WHAT THE EXERCISE ASKS → Please quote the entries below word for word, starting with the line that contains "Target: sand dune" and continuing through the line that contains "POLYGON ((295 65, 309".

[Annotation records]
+ + + +

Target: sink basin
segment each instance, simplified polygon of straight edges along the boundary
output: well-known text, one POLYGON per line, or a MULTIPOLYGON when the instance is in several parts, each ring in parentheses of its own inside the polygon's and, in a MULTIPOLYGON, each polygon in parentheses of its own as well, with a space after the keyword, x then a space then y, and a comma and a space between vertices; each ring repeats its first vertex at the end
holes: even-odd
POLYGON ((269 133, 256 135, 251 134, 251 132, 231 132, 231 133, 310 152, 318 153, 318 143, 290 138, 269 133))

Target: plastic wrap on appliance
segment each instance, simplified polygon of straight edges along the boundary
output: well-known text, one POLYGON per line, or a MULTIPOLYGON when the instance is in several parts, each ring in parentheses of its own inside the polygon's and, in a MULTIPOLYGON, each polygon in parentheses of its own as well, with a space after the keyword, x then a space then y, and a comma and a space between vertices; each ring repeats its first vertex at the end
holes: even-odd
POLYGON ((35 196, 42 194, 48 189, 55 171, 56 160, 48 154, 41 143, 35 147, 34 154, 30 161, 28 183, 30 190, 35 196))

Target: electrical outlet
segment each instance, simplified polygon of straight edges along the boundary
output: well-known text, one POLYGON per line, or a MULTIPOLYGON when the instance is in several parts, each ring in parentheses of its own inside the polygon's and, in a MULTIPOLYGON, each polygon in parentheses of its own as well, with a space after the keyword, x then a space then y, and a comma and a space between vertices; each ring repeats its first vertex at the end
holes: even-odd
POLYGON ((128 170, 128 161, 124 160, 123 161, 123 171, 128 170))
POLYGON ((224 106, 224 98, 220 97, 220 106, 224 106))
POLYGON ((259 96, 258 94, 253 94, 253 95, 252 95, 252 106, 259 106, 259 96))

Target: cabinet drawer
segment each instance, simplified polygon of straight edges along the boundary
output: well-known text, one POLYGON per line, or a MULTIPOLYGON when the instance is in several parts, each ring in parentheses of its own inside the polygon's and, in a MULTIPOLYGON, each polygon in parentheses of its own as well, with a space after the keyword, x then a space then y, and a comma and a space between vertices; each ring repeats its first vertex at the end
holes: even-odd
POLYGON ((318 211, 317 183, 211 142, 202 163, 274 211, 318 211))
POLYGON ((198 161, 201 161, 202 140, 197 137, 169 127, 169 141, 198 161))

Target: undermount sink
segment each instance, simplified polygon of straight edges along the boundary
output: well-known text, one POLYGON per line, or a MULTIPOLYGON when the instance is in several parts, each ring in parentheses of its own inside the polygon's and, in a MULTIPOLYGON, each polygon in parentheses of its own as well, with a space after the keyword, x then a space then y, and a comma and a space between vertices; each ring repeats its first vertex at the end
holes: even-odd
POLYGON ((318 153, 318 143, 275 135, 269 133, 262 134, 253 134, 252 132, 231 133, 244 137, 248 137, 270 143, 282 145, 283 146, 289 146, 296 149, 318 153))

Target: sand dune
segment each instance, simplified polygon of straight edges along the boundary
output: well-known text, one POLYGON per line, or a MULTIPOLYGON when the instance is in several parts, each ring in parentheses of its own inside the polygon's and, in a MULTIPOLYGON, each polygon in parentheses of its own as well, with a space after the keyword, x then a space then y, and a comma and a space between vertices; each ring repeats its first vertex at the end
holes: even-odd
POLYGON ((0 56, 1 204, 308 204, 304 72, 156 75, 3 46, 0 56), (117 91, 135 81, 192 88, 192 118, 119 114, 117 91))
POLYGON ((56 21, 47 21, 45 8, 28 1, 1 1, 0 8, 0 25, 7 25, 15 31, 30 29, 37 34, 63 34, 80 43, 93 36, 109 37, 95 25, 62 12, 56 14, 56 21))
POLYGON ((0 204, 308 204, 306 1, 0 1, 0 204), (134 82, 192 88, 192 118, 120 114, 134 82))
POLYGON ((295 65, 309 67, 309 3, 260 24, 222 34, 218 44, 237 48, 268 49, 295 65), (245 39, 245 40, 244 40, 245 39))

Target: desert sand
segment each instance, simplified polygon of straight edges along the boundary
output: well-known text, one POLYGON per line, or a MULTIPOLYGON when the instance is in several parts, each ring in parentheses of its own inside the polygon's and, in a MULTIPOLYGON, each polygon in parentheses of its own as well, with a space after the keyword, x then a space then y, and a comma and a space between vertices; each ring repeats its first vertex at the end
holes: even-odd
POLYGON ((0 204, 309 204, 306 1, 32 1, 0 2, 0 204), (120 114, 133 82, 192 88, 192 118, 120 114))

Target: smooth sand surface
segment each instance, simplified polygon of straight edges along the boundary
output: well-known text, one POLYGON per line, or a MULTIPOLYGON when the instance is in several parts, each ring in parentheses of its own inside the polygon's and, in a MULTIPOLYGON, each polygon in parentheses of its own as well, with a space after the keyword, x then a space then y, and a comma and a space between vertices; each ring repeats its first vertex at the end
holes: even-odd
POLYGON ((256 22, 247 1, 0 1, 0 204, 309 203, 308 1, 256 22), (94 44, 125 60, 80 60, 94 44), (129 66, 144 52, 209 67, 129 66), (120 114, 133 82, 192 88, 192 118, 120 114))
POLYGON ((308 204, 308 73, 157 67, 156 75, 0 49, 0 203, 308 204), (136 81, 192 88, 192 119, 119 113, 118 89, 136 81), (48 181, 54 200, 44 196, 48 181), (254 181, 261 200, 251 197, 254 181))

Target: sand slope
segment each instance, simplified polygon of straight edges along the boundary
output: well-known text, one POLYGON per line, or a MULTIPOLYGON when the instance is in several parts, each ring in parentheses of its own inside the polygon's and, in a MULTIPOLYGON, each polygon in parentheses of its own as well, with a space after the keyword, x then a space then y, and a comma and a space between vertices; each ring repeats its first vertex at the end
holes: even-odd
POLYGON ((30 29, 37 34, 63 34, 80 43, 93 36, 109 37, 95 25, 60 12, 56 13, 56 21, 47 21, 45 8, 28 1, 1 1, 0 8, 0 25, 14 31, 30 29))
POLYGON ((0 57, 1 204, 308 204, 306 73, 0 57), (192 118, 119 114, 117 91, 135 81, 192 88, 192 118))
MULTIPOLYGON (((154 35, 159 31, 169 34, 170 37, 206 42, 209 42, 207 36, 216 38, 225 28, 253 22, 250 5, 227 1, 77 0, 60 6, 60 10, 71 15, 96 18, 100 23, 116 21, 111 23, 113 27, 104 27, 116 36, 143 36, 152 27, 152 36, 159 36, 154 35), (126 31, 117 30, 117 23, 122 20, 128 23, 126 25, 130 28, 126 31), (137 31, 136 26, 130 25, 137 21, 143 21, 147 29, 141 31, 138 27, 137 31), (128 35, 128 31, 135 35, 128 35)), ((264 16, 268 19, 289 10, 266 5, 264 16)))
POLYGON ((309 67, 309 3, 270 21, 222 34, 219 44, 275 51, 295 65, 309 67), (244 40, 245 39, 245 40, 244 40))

+ + + +

OUTPUT FOR THIS TASK →
Target: sand dune
segment each instance, simplified polygon of straight edges along the boundary
output: well-known text, one POLYGON per line, or a MULTIPOLYGON when the instance is in several parts, each ring in parentheses of its own inside the polygon's and, in a MULTIPOLYGON, each polygon in parentheses of its own as well, with a space after the keyword, x then a space then y, and a comma and a space between vertices; each ring repeats its first vertex at the end
holes: even-odd
POLYGON ((0 56, 1 204, 308 204, 304 72, 156 75, 3 46, 0 56), (117 91, 135 81, 192 88, 192 118, 119 114, 117 91))
POLYGON ((56 21, 47 21, 45 8, 28 1, 1 1, 0 8, 0 25, 7 25, 15 31, 30 29, 37 34, 63 34, 80 43, 93 36, 109 37, 95 25, 62 12, 56 14, 56 21))
POLYGON ((0 204, 308 204, 306 1, 0 1, 0 204), (134 82, 192 88, 192 118, 120 114, 134 82))
POLYGON ((295 65, 309 67, 309 3, 260 24, 222 34, 218 44, 237 48, 268 49, 295 65), (245 39, 245 40, 244 40, 245 39))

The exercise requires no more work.